Repeat the following data exactly, omitting pictures.

Natural-language object grounding data:
Content starts

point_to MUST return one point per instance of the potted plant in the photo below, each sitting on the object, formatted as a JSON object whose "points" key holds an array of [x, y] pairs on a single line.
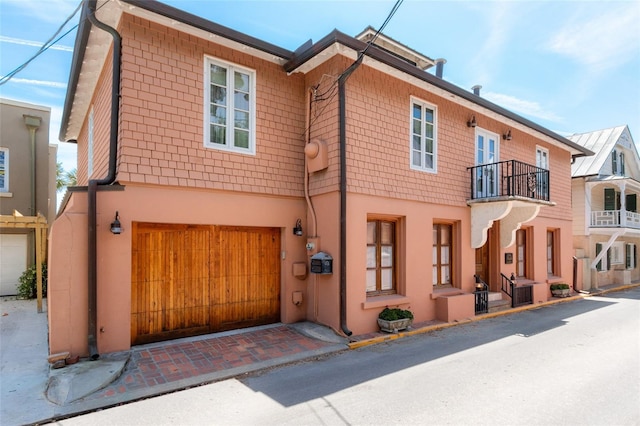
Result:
{"points": [[560, 290], [393, 319]]}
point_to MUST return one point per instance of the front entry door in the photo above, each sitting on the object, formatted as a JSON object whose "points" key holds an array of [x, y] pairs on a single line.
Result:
{"points": [[486, 179], [485, 258], [482, 262]]}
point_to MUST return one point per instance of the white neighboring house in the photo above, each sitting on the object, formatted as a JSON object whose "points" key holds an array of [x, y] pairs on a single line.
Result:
{"points": [[606, 222]]}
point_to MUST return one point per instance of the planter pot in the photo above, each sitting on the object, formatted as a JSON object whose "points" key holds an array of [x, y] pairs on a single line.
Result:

Content ends

[TASK OUTPUT]
point_to MUST return one point per instance of the potted plant in the photo below, each sitting on the object, formatted as a JSON object whose "points" key holds an array of [x, y] pairs on a single line.
Result:
{"points": [[560, 290], [393, 319]]}
point_to MUST return one point per instance of the front entry door in the photo above, each sitting on the object, formatted as a JSON object whose "points" key holds an array of [x, y] pairs on a single line.
Result:
{"points": [[486, 179], [485, 258], [482, 262]]}
point_to MUST return one point per instance of the white neighboring house in the photo above, each sitting on the object, formatted as a JSON object whose "points" key holds an array of [x, y] pairs on a single line.
Result:
{"points": [[606, 222]]}
point_to MUST return one point per instance of the planter pot in the photo above, each sitting on the object, formatted as a JSON object whose "points" key holds an array of [x, y] pairs on a single line.
Result:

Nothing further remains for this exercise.